_ACTIVITIES:_
1. Answer these questions from the Yin Suat Chuan biography:
(a) Which college did Yin attend in Fuzhou?
(b) In what year was Yin made a Justice of the Peace?
(c) How many sons did Yin have?
2. Echo the stretch of the Yin Suat Chuan biography from "- Born: 1876" through "College in Fuzhou.", word for word.

_PROVIDED PASSAGE:_
_____
- Born: 1876 Xiamen, China
- Died: April 2, 1958 (aged 81–82) Singapore
- Other names: Physician
- Children: 6, including Leslie Charteris and Roy Henry Bowyer-Yin

= Yin Suat Chuan =

Chinese physician

Yin Suat Chuan (殷雪村; 1876 - 2 April 1958) was a physician, the first president of the Straits Chinese Football Association, a member of the Municipal Commission of Singapore and a prominent figure of the anti-opium movement in Singapore.

==Early life and education==
Yin was born in Xiamen, China in 1876. He attended the Anglo-Chinese College in Fuzhou.

==Career==
Yin came to Singapore in 1898 and became an interpreter in the police courts. He was acquainted with Lim Loh, who helped him travel to the United States in 1899 to study medicine at the University of Michigan, and later the University of Toronto. He went to study at the University College London in 1903 and obtained his degree the following year.

After working in several hospitals in London, Yin returned to Singapore and joined Lim Boon Keng in private practice. Together, they established the Anti-Opium Society in 1906. Yin also established a refuge centre for opium addicts. He was also a member of the Municipal Commission of Singapore and advocated for supplying ignorant coolies in the dispensaries on Victoria Street and Wayang Street with quinine as an experiment. He unsuccessfully campaigned for the names of streets to also be painted in Chinese.

Yin was the first president of the Straits Chinese Football Association, and was a co-founder of the Eastern United Assurance Corporation, the Overseas Assurance Corporation, Oversea-Chinese Bank Ltd. and the Singapore Chinese Chamber of Commerce. In 1925, he was made a Justice of the Peace.

==Personal life and death==
Yin was married and had six sons, including author Leslie Charteris and clergyman Roy Henry Bowyer-Yin.

Yin died after a long illness on 2 April 1958.
_____
_ENTRIES PROVIDED:_
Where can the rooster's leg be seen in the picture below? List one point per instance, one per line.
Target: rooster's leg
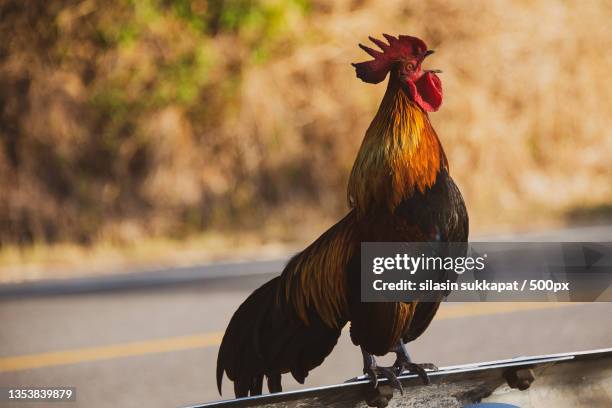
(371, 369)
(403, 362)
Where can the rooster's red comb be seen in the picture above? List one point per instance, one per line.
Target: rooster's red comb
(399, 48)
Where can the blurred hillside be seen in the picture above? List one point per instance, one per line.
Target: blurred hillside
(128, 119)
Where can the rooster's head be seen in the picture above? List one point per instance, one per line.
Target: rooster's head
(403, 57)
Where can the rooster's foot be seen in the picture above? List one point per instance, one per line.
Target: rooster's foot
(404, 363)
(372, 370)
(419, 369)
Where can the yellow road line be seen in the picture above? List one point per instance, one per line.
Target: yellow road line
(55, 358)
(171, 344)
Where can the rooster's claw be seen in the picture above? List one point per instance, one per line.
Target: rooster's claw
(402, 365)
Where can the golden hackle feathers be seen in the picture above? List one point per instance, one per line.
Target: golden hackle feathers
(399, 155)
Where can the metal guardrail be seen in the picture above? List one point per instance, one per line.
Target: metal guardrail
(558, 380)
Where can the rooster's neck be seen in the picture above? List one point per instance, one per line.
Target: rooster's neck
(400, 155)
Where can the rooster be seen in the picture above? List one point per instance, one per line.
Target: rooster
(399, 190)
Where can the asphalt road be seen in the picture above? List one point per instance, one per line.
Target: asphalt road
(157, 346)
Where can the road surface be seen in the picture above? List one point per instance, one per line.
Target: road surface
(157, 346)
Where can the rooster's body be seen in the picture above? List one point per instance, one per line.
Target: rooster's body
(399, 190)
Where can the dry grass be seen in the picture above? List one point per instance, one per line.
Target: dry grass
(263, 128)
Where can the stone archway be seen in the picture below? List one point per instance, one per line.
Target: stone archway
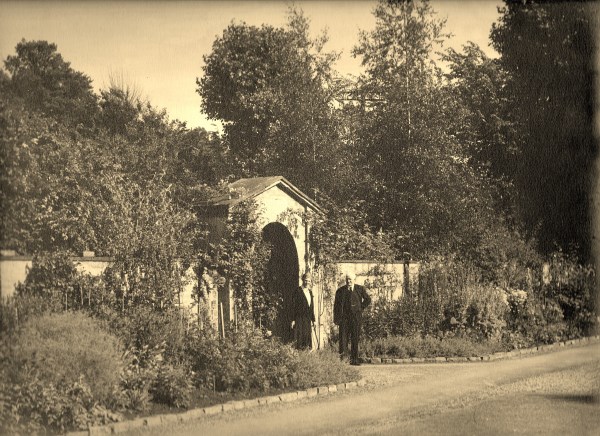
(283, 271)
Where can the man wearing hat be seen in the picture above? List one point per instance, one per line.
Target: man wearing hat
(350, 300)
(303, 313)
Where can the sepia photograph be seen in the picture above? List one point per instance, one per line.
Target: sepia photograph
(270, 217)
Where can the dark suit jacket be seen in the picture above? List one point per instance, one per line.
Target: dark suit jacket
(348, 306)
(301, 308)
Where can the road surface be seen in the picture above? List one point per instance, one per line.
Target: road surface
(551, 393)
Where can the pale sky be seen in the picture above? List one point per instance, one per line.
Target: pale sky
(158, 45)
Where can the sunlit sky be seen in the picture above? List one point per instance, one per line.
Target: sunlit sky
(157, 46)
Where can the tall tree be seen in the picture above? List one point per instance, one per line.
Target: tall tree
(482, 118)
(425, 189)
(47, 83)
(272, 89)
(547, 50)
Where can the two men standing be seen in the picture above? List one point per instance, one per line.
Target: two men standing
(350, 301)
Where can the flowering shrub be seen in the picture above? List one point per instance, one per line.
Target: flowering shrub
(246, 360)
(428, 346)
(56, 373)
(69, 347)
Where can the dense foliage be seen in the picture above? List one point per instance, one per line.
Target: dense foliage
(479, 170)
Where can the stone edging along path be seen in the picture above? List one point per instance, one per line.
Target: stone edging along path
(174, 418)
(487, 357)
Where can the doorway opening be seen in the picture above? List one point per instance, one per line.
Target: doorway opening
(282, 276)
_____
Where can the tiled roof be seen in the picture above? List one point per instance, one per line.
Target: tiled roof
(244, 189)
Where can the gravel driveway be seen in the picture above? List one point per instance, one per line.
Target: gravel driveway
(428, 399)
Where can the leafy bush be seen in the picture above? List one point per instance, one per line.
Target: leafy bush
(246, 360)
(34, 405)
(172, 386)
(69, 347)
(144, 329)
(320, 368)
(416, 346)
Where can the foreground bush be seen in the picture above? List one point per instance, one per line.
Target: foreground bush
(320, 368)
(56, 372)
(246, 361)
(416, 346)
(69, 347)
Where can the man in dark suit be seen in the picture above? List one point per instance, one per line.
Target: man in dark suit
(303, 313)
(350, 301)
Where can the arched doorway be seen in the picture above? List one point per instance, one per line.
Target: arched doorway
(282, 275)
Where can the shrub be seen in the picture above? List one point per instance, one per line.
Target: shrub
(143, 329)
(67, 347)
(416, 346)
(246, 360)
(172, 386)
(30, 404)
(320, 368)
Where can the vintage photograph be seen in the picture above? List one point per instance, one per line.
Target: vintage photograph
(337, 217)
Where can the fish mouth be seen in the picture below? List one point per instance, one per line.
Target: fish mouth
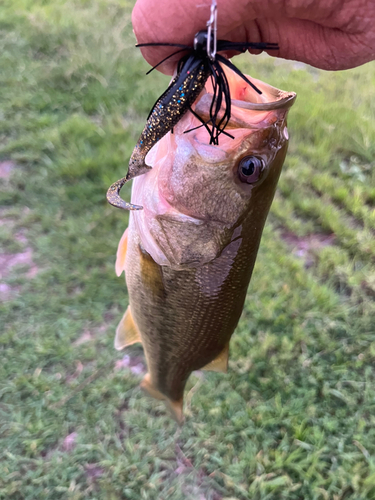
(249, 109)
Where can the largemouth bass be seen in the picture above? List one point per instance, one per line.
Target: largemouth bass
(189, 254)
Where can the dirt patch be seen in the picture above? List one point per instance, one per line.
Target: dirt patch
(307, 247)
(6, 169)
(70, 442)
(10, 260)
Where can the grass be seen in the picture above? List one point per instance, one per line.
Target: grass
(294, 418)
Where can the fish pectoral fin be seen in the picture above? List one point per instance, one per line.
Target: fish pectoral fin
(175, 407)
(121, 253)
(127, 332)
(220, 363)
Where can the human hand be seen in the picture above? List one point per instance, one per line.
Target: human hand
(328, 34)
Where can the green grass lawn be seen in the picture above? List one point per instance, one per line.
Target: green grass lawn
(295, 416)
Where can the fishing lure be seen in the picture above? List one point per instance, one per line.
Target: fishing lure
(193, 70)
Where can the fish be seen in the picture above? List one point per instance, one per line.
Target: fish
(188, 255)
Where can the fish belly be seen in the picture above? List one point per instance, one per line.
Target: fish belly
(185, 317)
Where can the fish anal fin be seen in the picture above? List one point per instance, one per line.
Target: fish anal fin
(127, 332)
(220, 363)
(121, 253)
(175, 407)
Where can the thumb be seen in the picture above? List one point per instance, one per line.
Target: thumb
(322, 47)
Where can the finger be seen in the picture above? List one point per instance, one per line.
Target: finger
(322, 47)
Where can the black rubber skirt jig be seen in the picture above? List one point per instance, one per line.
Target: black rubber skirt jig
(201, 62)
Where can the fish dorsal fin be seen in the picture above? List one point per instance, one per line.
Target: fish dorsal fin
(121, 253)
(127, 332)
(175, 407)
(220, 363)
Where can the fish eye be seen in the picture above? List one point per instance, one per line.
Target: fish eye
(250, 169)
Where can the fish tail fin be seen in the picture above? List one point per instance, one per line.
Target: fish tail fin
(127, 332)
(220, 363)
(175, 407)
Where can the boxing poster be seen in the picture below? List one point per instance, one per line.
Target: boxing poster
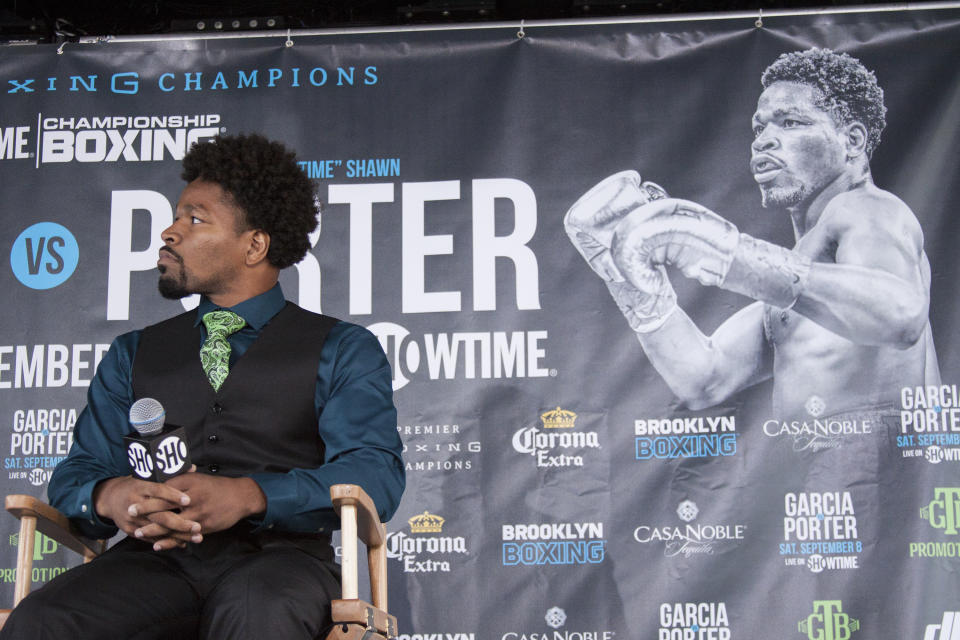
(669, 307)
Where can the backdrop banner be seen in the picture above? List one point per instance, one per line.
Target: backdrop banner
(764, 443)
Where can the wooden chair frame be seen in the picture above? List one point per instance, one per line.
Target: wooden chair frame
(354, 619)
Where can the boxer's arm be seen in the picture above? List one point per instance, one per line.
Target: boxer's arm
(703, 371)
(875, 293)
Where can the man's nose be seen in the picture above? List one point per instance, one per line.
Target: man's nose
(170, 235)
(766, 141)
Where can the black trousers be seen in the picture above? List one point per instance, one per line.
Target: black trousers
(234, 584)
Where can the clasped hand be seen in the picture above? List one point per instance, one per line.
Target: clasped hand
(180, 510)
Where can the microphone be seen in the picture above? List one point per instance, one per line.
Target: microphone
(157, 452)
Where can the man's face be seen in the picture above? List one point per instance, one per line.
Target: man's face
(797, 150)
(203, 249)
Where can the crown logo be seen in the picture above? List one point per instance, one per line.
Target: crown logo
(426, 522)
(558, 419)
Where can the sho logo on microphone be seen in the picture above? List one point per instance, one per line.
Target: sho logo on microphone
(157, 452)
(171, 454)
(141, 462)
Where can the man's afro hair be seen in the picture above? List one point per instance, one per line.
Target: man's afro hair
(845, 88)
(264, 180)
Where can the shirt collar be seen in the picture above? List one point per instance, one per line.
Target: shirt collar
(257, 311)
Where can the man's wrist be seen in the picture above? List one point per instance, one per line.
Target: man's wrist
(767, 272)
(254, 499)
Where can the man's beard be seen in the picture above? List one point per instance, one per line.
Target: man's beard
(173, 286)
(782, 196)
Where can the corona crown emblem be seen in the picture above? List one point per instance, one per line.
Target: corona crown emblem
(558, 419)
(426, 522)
_____
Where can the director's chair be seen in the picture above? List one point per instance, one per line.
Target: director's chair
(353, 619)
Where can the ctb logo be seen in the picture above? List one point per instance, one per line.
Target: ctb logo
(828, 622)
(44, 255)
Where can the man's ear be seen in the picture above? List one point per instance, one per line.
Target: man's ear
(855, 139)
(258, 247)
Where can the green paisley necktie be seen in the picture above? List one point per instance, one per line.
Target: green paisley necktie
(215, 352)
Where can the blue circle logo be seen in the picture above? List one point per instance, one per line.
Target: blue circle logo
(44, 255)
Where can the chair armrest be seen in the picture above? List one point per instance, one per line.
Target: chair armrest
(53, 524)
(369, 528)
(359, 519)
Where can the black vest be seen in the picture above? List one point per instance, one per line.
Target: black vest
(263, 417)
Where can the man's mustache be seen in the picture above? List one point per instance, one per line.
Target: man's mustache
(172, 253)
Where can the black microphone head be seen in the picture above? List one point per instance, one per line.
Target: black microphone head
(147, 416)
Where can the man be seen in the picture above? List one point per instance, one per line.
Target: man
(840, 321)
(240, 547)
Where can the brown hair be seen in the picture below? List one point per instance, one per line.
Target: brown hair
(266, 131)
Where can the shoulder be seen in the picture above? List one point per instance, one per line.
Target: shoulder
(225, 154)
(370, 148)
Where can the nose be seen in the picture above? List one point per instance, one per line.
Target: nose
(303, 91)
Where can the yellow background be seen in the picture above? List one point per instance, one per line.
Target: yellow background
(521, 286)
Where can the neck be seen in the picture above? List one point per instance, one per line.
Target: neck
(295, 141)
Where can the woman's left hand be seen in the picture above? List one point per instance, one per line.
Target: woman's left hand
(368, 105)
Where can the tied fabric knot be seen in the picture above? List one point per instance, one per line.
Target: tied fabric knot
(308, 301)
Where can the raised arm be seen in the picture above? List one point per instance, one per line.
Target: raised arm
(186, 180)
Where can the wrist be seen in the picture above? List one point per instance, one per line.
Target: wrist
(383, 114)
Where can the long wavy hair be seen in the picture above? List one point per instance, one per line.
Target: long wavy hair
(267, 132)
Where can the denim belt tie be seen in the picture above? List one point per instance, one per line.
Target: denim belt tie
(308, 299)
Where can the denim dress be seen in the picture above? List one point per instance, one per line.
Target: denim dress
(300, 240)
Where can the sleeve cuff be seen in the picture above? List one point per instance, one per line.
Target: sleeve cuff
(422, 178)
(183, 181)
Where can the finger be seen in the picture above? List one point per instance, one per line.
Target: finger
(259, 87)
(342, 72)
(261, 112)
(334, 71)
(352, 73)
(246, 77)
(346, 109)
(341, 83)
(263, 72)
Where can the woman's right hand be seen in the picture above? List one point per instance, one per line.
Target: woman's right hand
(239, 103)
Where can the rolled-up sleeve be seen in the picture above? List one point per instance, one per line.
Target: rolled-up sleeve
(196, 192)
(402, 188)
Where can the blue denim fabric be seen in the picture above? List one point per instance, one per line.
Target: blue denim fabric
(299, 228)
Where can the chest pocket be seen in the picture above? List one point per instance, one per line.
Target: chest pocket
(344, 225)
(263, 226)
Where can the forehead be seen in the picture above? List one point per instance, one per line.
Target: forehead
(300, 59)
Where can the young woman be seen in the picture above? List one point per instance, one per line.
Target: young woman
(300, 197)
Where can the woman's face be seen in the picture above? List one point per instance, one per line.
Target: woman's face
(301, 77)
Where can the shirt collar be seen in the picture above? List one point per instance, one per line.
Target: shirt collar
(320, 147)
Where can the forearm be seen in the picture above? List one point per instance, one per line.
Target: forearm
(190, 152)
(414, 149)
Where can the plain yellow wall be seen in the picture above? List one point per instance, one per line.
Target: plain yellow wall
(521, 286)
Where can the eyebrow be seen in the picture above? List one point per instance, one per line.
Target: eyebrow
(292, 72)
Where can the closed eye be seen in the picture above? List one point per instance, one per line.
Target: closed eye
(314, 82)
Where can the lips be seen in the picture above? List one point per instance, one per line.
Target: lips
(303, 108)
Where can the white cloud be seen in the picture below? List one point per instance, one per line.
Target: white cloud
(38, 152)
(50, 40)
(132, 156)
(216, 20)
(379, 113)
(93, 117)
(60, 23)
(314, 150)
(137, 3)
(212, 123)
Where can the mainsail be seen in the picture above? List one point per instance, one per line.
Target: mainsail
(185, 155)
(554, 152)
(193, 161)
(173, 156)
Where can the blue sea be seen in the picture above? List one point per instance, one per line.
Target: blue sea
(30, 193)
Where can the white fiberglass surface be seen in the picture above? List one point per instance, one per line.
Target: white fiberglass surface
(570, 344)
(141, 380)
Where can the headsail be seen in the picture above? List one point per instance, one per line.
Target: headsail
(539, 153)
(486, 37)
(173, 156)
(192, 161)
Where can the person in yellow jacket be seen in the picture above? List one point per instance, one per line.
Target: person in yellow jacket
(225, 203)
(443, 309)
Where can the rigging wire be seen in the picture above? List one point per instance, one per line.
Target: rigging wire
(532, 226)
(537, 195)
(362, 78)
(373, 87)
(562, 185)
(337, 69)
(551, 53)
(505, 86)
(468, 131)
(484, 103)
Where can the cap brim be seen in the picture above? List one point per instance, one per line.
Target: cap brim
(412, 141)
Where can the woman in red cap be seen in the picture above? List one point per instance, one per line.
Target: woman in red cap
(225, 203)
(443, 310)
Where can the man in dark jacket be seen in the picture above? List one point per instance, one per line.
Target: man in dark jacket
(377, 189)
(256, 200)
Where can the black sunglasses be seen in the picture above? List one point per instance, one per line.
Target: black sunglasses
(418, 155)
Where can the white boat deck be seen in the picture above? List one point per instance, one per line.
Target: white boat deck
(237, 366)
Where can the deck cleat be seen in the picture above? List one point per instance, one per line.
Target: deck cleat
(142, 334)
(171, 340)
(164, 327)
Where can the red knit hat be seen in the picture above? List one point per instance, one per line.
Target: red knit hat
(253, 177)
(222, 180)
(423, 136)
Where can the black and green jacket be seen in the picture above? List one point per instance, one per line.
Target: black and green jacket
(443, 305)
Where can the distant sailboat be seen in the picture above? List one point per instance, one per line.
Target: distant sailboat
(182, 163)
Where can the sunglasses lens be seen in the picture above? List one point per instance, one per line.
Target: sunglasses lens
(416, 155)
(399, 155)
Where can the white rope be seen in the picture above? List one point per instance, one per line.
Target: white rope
_____
_RESPONSES TO THE EXERCISE:_
1.
(a) The Anglo-Chinese College.
(b) 1925.
(c) Six.

2.
- Born: 1876 Xiamen, China
- Died: April 2, 1958 (aged 81–82) Singapore
- Other names: Physician
- Children: 6, including Leslie Charteris and Roy Henry Bowyer-Yin

= Yin Suat Chuan =

Chinese physician

Yin Suat Chuan (殷雪村; 1876 - 2 April 1958) was a physician, the first president of the Straits Chinese Football Association, a member of the Municipal Commission of Singapore and a prominent figure of the anti-opium movement in Singapore.

==Early life and education==
Yin was born in Xiamen, China in 1876. He attended the Anglo-Chinese College in Fuzhou.